[Point localization data]
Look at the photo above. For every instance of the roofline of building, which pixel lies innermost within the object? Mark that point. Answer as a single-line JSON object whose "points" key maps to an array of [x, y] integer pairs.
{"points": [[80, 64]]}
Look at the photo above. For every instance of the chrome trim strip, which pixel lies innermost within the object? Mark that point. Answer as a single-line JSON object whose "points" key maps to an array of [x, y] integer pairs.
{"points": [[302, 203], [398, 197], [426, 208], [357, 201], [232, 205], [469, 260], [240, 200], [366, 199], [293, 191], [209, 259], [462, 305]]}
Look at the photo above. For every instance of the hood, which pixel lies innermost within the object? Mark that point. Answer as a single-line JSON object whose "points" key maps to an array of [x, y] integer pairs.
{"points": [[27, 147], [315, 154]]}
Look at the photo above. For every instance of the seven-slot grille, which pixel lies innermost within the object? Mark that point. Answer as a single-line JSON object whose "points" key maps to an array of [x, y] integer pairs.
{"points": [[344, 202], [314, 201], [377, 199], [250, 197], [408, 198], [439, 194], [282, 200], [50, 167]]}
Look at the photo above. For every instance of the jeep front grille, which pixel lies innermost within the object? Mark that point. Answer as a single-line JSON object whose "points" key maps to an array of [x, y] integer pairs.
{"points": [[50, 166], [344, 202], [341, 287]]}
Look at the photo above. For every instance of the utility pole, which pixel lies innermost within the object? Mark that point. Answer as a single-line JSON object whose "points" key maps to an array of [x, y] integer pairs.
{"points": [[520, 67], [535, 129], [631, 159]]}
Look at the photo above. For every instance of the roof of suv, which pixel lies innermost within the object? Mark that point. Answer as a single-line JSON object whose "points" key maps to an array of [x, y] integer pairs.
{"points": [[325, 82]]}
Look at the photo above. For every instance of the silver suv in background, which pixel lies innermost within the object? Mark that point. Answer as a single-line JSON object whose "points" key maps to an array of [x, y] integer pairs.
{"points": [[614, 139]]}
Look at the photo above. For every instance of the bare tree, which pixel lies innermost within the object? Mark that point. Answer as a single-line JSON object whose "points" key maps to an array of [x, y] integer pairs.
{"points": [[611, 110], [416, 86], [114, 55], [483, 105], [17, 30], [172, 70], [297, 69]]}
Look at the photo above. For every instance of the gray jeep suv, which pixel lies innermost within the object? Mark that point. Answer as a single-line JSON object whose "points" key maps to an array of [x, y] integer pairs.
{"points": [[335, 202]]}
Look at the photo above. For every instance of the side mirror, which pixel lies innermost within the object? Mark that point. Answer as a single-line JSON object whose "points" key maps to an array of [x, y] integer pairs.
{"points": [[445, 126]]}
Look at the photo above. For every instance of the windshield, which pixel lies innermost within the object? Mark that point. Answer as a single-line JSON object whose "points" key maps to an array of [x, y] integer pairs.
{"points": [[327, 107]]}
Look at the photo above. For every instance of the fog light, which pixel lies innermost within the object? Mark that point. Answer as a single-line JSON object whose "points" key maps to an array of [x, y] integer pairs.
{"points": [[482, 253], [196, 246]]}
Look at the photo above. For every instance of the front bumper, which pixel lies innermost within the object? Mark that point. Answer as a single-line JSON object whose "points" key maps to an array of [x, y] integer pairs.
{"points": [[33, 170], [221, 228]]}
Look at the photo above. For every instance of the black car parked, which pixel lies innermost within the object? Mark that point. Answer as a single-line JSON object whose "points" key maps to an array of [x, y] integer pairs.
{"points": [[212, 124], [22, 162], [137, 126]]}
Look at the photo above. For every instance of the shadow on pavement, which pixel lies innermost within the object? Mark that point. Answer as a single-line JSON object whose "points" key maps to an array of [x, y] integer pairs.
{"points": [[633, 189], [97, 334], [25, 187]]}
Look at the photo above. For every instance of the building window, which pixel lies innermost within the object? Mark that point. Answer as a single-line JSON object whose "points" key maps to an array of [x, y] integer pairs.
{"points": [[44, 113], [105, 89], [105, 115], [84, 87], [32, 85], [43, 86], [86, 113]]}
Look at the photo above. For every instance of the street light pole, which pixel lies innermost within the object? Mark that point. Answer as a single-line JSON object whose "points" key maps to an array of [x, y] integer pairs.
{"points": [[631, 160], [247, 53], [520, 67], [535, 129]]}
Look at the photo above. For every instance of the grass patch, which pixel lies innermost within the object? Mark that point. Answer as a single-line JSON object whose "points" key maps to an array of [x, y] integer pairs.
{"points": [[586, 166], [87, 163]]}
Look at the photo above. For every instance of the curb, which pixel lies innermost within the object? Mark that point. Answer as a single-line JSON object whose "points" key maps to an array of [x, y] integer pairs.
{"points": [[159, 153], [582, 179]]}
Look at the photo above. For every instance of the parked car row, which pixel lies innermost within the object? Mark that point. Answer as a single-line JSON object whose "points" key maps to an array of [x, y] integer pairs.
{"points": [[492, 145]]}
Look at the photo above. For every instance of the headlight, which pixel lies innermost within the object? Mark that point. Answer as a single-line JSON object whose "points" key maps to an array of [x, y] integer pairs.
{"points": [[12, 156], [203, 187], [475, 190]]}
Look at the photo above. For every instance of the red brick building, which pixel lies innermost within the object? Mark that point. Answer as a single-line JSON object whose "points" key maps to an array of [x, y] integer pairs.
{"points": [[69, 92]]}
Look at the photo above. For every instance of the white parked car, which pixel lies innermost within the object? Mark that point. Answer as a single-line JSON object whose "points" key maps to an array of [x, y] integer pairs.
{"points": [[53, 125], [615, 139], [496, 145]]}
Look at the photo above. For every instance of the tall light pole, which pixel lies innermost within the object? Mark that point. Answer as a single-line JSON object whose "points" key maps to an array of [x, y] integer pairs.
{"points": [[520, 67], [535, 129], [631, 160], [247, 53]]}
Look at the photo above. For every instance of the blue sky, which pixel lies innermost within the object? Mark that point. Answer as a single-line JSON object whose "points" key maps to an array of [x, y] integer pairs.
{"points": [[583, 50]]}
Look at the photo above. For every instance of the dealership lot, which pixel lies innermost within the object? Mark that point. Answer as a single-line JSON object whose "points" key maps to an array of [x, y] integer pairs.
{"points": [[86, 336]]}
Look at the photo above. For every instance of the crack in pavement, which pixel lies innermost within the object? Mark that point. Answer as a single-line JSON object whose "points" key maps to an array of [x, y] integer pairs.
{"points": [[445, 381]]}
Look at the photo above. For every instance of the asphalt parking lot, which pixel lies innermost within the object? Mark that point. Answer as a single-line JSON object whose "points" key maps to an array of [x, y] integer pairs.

**PROBLEM TO SOLVE:** Each line of the data has to be written out exactly as it appears.

**WRITTEN SOLUTION:**
Look at the photo above. For every instance of the roofline of building, which pixel lies innermost within the object? Mark that point. Answer as a single-line JSON object whose "points" key maps to an array of [x, y] integer pairs.
{"points": [[80, 64]]}
Look at the photo above. For every instance of the chrome trim strip, which pixel lies innermost within the object? Mark that point. Answer as a single-line JSON object whose "points" key maps to an array of [x, y] integer pairs.
{"points": [[302, 203], [398, 197], [426, 208], [357, 201], [232, 205], [469, 260], [240, 200], [366, 199], [293, 191], [209, 259], [462, 305]]}
Look at the photo above. For every instance of the hood, which pixel lies innermost within the object? Mark that point. Answer as a single-line JSON object whose "points" key maps to an array of [x, y] integer pairs.
{"points": [[27, 147], [315, 154]]}
Look at the photo above. For every instance of the seven-slot grille, which pixel lies innermost within the object? Mark that point. Answer as a single-line JSON object whose "points" key maps to an array of [x, y] integer pairs.
{"points": [[344, 202], [314, 201], [377, 199], [250, 197], [408, 198], [439, 194], [282, 200], [50, 167]]}
Look at the photo above. For every instance of the jeep front grille, which pixel lies innermost within the object? Mark that point. Answer as a single-line JSON object whose "points" key maps to an array of [x, y] integer pairs.
{"points": [[50, 166], [344, 202], [341, 287]]}
Look at the photo above. For every instance of the utility pole, which pixel lies innermost within the object? Mark that point. Answer as a single-line JSON object whose "points" key maps to an array of [x, y] integer pairs.
{"points": [[520, 67], [535, 129], [631, 159]]}
Look at the photo above. For every instance of the roof of suv, which pixel lies innermost within the object? Mark that point. Answer as a single-line JSON object whose "points" key maps to an array of [x, y] integer pairs.
{"points": [[325, 82]]}
Look at the photo above. For every instance of the silver suv in background, which pixel lies innermost within the object? Mark that point. Answer as a single-line JSON object whose "points" key maps to an array of [x, y] integer pairs.
{"points": [[614, 139]]}
Look at the photo above. For every instance of the bare tree, which pixel lies innermost within the object? Mark that point. Answer as a single-line JSON object whose "points" key maps to an array of [x, y] integer pairs.
{"points": [[611, 110], [416, 86], [114, 55], [483, 105], [17, 30], [172, 70], [297, 69]]}
Look at the photo above. For every instance of the gray jeep suv, which pixel lies innermost within the object? Mark that point. Answer as a single-line JSON object whose "points" key maps to an array of [x, y] integer pairs.
{"points": [[335, 202]]}
Look at the photo above. For every instance of the side mirror, which pixel lies innermost within the object? Mark that point. Answer as a single-line JSON object whose "points" key maps to an array of [x, y] integer pairs.
{"points": [[445, 126]]}
Look at the photo above. For every instance of the windshield, which pixel lies innermost within the object? Mark that point. Answer as a single-line JSON object whose "points" key maps to an array of [x, y] integer pairs.
{"points": [[327, 107]]}
Look at the photo above. For every instance of the fog light, which pixel lies innermost within the object? Mark that point. Answer as a single-line JSON object whose "points" key maps to an array of [x, y] integer pairs.
{"points": [[482, 253], [196, 246]]}
Look at the photo above. For every instance of the front bumper, which pixel lies innermost within the object? Mark that point. Answer as a single-line JSON object whose "points" key maps to an array of [x, y] integer pairs.
{"points": [[33, 170], [221, 228]]}
Look at the photo above. For every instance of the black car parked, which pixel lies innermost within the object? Mark that point. Answer as a single-line JSON object whose "points" key maps to an array of [x, y] integer pairs.
{"points": [[212, 124], [22, 162], [137, 126]]}
Look at the photo above. For every instance of the shadow on pavement, which pixel lies innermost within the object? Mark that point. Answer as a single-line JSON object whose "points" key maps to an array of [x, y] integer pairs.
{"points": [[633, 189], [97, 334], [25, 187]]}
Look at the photo above. For every instance of the building window, which pixel lies innermost within the object? Mark that point. Answer as a single-line JSON object whose "points" key maps to an array of [x, y] integer pairs.
{"points": [[44, 113], [105, 89], [105, 115], [84, 87], [32, 85], [43, 86], [86, 113]]}
Look at the photo above. For every instance of the street light pole, which pixel lies innermost within the object? Mark that point. Answer as a single-line JSON object whose "points" key maps to an array of [x, y] integer pairs.
{"points": [[631, 160], [247, 53], [520, 67], [535, 129]]}
Look at the photo above. For every instance of the grass patch, which pixel lies innermost within the object? Mark that point. Answer as a single-line JSON object whose "points" key maps to an array of [x, y] integer pairs.
{"points": [[586, 166], [87, 163]]}
Look at the photo above. For every instance of the curb, which pixel lies innermost within the object? Mark that point. Answer as a single-line JSON object whose "points" key maps to an array of [x, y] integer pairs.
{"points": [[159, 153], [582, 179]]}
Look at the photo above. For every instance of the parked car row, which pixel lies innermost within the object? Mark that point. Answer as a single-line JSON object whose "points" key maps to an array of [x, y] integer pairs.
{"points": [[492, 145]]}
Look at the photo above. For every instance of the headlight, which pixel lies innermost within the object? Mark that point. Answer as a single-line JSON object whose "points" key maps to an array of [x, y] integer pairs.
{"points": [[12, 156], [203, 187], [475, 190]]}
Look at the photo above. For every instance of the red brick building, which pixel lies innermost within the object? Mark that point. Answer as a single-line JSON object whose "points" key maps to an array of [x, y] integer pairs.
{"points": [[69, 92]]}
Look at the photo above. For every instance of the white parked car, which pixel lies innermost within the object? Mark that point. Answer as a single-line JSON object whose "points" key maps to an array of [x, y] integer pairs.
{"points": [[53, 125], [615, 139], [496, 145]]}
Look at the photo above. For every instance of the tall light pole, which pixel lies innermost within the object? Mark that point. Answer as a single-line JSON object whose "points" key maps to an array of [x, y] integer pairs.
{"points": [[520, 67], [535, 129], [631, 160], [247, 53]]}
Look at the photo above. For every instance of the blue sky, which pixel lies innermost within the object? Mark that point. Answer as a single-line JSON object whose "points" key maps to an array of [x, y] integer pairs.
{"points": [[583, 50]]}
Look at the photo above. For every instance of the dealership lot, which pixel lies innermost within the object? Mark that point. Answer as a single-line JSON object whose "points" key maps to an array of [x, y] integer pairs.
{"points": [[86, 336]]}
Look at the photo above. For every instance of the crack in pavement, which pixel lies innermost within the object? Mark that point. Answer as a single-line JSON object whose "points" key maps to an array of [x, y] integer pairs.
{"points": [[445, 381]]}
Look at the photo above. For every instance of the asphalt parking lot, which pixel lies innermost within the object? Mark that point. Answer as a single-line JSON object whose "points" key maps to an array of [x, y] integer pairs.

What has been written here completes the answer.